Brano del documento:
--- --- ---

Passa i pomeriggi in compagnia di sua madre, chiusa in una casa di riposo con la mente persa nelle nebbie della demenza senile.

Lui, che fin da piccolo ha sempre avuto un animo volto alla tristezza e sensibile a tutte le storture del mondo, perde anche quelle ancore salde che riuscivano a mantenerlo legato alla vita.

Se trovava un uccellino con un’ala rotta in giardino gli veniva il magone…Era come se avesse sempre qualche ferita aperta…sempre preoccupato che gli uomini non fossero buoni abbastanza gli uni con gli altri. Diceva: quando diventerò grande voglio essere buono, col mondo…perchè il mondo soffriva, soffriva eccome…gli è sempre piaciuto tanto il crepuscolo…”

Tutti i pensieri bui che da sempre lo accompagnano prendono così il sopravvento fino alla più completa epifania: il mondo non ha più senso, la vita non da più alcuna gioia.

La soluzione viene dunque da sé: suicidio. Ma come fare?

Anche in questa decisione estrema, infatti, il pensiero di Jonas va sempre ai suoi affetti. Come riuscire a sparire dando il minor dolore possibile? Bisogna organizzare il suicidio perfetto.

Non vuole che sua figlia scopra il suo cadavere e, pertanto, decide di andare a morire all’estero. E quale miglior posto se non un paese appena uscito dalla guerra? Ci sono molte morti di civili anche quando una guerra risulta formalmente finita!

Finirà così all’Hotel Silence, con un solo cambio di vestiti, pronto a rimanerci soltanto una notte, quanto basta per il suo piano perfetto.

L’incontro con gli abitanti dell’hotel, soprattutto con i due giovani gestori, però, farà slittare, un giorno alla volta, il suo appuntamento con la morte…

L’opera

Con quest’opera il panorama letterario si arricchisce di un libro delicato, a volte ironico, e sicuramente essenziale. Le parole che man mano si insinuano nella sensibilità del lettore sono come una carezza.

La scrittura è volutamente scorrevole e semplice, in forte contrasto con il tema trattato. Ma non per questo il romanzo perde del suo valore puramente letterario, anzi c’è sempre una precisa scelta lessicale nelle descrizioni e nei dialoghi che restituiscono al lettore delle immagini nitide di ogni scena.

Quello che sicuramente colpisce del romanzo è la scelta narrativa dei luoghi. Il testo, infatti, sembra diviso in due parti. Nella prima si analizza lo sconforto del protagonista, la sua apatia nei confronti della vita, nonostante si trovi in una ridente cittadina, dove tutto funziona a meraviglia: ci sono giardini, case di riposo per gli anziani, villette a schiera e luoghi di ritrovo per i giovani.

--- --- ---

Voci tratte da una raccolta
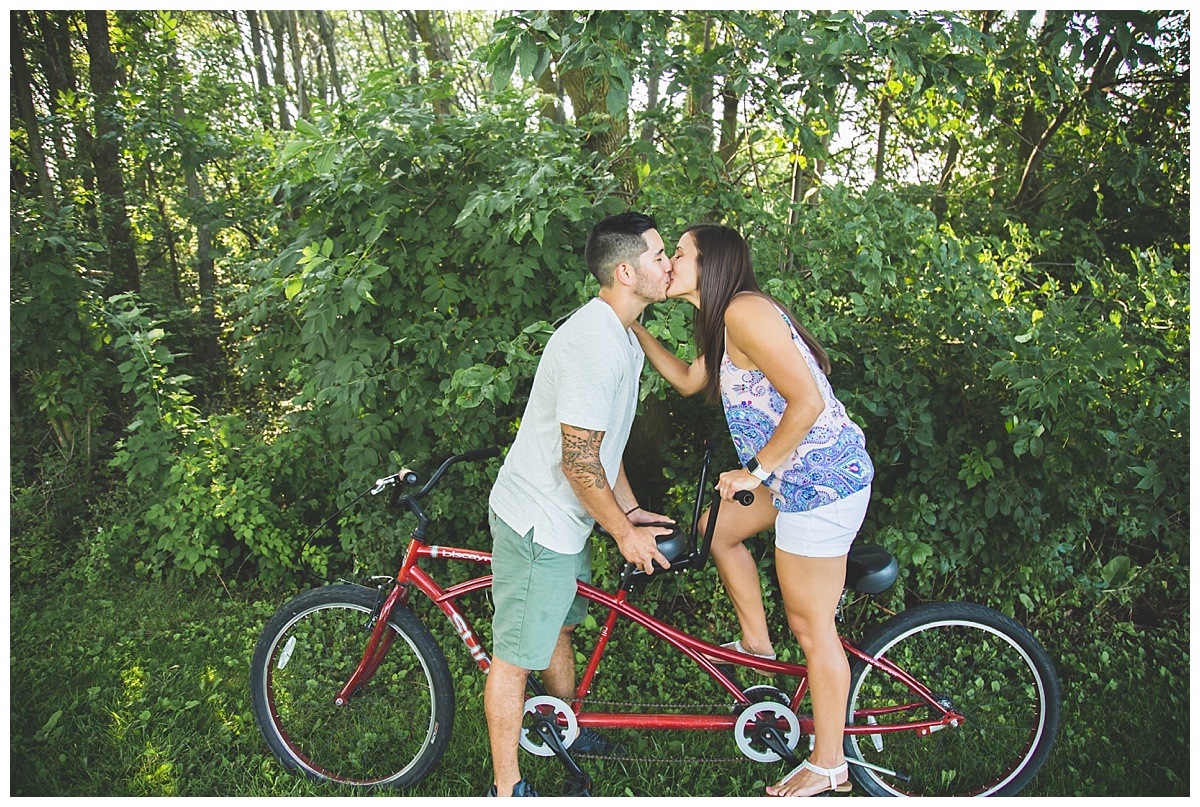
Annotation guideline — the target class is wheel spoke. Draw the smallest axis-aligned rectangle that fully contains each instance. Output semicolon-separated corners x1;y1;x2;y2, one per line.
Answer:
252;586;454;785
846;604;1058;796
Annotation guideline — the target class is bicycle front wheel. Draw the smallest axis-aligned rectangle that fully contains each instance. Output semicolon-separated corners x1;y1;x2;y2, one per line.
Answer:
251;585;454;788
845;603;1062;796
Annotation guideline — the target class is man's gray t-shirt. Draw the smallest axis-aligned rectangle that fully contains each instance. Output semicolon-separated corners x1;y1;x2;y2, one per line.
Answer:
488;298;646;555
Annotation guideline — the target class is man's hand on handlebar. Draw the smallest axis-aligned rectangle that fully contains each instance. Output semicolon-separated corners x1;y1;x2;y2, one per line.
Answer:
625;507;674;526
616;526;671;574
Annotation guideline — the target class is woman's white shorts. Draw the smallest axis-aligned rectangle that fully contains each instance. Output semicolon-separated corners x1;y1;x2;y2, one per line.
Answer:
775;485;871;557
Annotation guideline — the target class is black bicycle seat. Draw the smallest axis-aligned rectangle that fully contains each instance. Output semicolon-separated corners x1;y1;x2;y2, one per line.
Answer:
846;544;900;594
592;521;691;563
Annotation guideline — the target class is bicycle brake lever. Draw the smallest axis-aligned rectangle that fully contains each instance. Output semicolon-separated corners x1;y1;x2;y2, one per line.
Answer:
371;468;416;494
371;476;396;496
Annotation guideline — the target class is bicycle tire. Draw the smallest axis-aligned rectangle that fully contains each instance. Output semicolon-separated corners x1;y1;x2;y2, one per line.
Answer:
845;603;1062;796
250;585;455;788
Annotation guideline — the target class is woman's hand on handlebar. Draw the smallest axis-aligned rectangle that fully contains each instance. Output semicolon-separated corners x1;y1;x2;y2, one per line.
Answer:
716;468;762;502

--- --- ---

Esercizio proposto A: Trascrivi parola per parola il brano sul romanzo da "Se trovava un" a "il suicidio perfetto.".
Esercizio proposto B: Modifica le righe dell'elenco dalla riga con "Annotation guideline — the target class is bicycle tire." alla riga con "250;585;455;788", sostituendo "bicycle tire" con "bike tire" e lasciando invariato tutto il resto. Restituisci soltanto queste righe.

Risultato dell'esercizio A:
Se trovava un uccellino con un’ala rotta in giardino gli veniva il magone…Era come se avesse sempre qualche ferita aperta…sempre preoccupato che gli uomini non fossero buoni abbastanza gli uni con gli altri. Diceva: quando diventerò grande voglio essere buono, col mondo…perchè il mondo soffriva, soffriva eccome…gli è sempre piaciuto tanto il crepuscolo…”

Tutti i pensieri bui che da sempre lo accompagnano prendono così il sopravvento fino alla più completa epifania: il mondo non ha più senso, la vita non da più alcuna gioia.

La soluzione viene dunque da sé: suicidio. Ma come fare?

Anche in questa decisione estrema, infatti, il pensiero di Jonas va sempre ai suoi affetti. Come riuscire a sparire dando il minor dolore possibile? Bisogna organizzare il suicidio perfetto.

Risultato dell'esercizio B:
Annotation guideline — the target class is bike tire. Draw the smallest axis-aligned rectangle that fully contains each instance. Output semicolon-separated corners x1;y1;x2;y2, one per line.
Answer:
845;603;1062;796
250;585;455;788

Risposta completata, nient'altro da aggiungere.